▶ 課題 A
文革の評価を論じた本文について、次の(i)〜(iii)がその内容に合うかを判定せよ。それぞれ「はい」か「いいえ」で答え、判断の根拠となる本文の語句を一字一句違えずに引用すること。
(i) 1981年の11期6中全会で、中国共産党は「文革」を誤りと認めた。
(ii) 「密告」制度は2019年頃から復活した。
(iii) 2020年7月、『人民日報』は「下放」を推奨した。
▶ 課題 B
文革の評価を論じた本文の続きを、最後の文の後から書け。

▶ 提供本文
2020年9月12日土曜日

「文革」評価揺り戻しから見える習近平の危うい立場―【私の論評】米国と反習近平派は、今のところ利害が一致しているが、たとえ習が失脚しても米国の制裁は続く(゚д゚)!

「文革」評価揺り戻しから見える習近平の危うい立場

習近平が“擁護”するも、教科書は再び「間違い」と記述

日本戦略研究フォーラム

(澁谷 司:日本戦略研究フォーラム政策提言委員・アジア太平洋交流学会会長)

北京の天安門広場近くで販売されていた土産用のプレート、2017年10月


 よく知られているように、1981年、中国共産党は11期6中全会で、「文化大革命」(1966年~76年。以下「文革」)を総括した。同会議では「建国以来の党の若干の歴史問題についての決議」が採択され、毛沢東主席が起こした「文革」は「誤り」だった、とはっきり認めた。

 けれども、習近平政権は、「文革」(「文化小革命」「第2文革」)を復活させようとしている。おそらく習主席は自らが毛主席と肩を並べる存在か、それ以上を目指しているのだろう。

 具体的に、次のような事例である。

 第1に、2015年頃から、「文革」時代の「密告」制度が復活した。例えば、生徒・学生が“誤った思想”を持つ教師・教授を当局に「密告」している。

 第2に、昨2019年10月以降、中国教育部(文部省)が全国で焚書を奨励している。そのため、文化的遺産である相当数の書物が焼失した。

 第3に、今年(2020年)7月、『人民日報』が「下放」(上山下郷運動)を推奨した。学生らが“自発的”に農村へ行くというのは建前で、実際には、「強制的」に農村へ送り込まれる。

▶ 提供データ
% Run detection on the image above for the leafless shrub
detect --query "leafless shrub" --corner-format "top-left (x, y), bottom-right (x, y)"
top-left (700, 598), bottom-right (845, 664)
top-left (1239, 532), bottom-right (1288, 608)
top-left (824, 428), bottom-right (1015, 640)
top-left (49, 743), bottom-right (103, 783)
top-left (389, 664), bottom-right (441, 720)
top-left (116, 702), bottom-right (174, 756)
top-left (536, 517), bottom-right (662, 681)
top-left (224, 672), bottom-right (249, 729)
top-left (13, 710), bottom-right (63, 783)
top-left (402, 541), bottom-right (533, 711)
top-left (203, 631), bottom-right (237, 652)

▶ 解答 A
(i) はい:「毛沢東主席が起こした「文革」は「誤り」だった、とはっきり認めた」
(ii) いいえ:「2015年頃から、「文革」時代の「密告」制度が復活した」
(iii) はい:「今年(2020年)7月、『人民日報』が「下放」(上山下郷運動)を推奨した」

▶ 解答 B
「文革」時の1968年、毛主席は都市の知識人青年約1600万人を農村へ送り込んだ。だが、その多くの青年は都市へ戻る事ができなかったという。

2018年版の教科書で擁護された文革

 さて、今年(2020年)9月4日付『多維』は「高級なブラック(党の理想、信念、目的、政策などの極端な解釈─引用者)か? 中国共産党の誤りを是正し、『文革』に関する見解を回復させる」という記事を掲載した。同記事に記された教科書改訂の推移を見ると、中国共産党の内部事情を知る手がかりになるので、紹介したい。

*  *  *

「新型コロナ」下、9月初旬に中国全土の中高が開校した。新学期高校1年の歴史教科書では、新しい教科書が採用された。1981年以来、「文革」については、評価が4回変更され、過去3年間では毎年書き換えられている。

 まず、2018年版は、従来の教科書と異なり「文革」という章をなくして、それを「苦難の探求と建設の成就」という項目へ統合した。そして、以前、教科書に書かれていた毛主席の「過ち」等の表現を削除している。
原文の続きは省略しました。